Over the weekend, I redrafted my glove pattern. Previously, I had used the generic glove pattern that I found on the original Mi.Mu dev-blog as the base for my old gloves. For the next iterations, I wanted to have them fit my hands without any weird finger lengths (on me) and to try a few ways to route the wiring inside of the gloves. I should note here that I have quite disproportionally small hands with long fingers. Without exaggeration, I have the hand size of a woman 23cm shorter than I, so having to make my own pattern eventually was a given.
I started with this bad-boy sketch to think my way through the entire process from drafting to fitting the electronics.
<figcaption>Rough sketch for the new drafting pattern. </figcaption>
I want to have a few links that can be decoupled to make getting the gloves faster to put on and remove. The current test version has an elasticated armband that remains separate from the glove itself. I ended up shortening the finger lengths (as shown in the paper pattern draft below) to keep more of my fingertips exposed in case of instrument-usage during performances.

Dataset excerpt:
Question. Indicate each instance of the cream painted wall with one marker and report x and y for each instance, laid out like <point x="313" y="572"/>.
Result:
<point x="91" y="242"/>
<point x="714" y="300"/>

Task list:
• 1. Answer the following from the glove pattern text:
(a) What served as the base for the writer's old gloves?
(b) How does the writer describe their own hands?
(c) In the current test version, what remains separate from the glove itself?
• 2. From the glove pattern text, write out everything from "<figcaption>Rough sketch for" down to "instrument-usage during performances.".

Solutions to the problems:
• 1.
(a) The generic glove pattern found on the original Mi.Mu dev-blog.
(b) As quite disproportionally small hands with long fingers.
(c) An elasticated armband.

• 2.
<figcaption>Rough sketch for the new drafting pattern. </figcaption>
I want to have a few links that can be decoupled to make getting the gloves faster to put on and remove. The current test version has an elasticated armband that remains separate from the glove itself. I ended up shortening the finger lengths (as shown in the paper pattern draft below) to keep more of my fingertips exposed in case of instrument-usage during performances.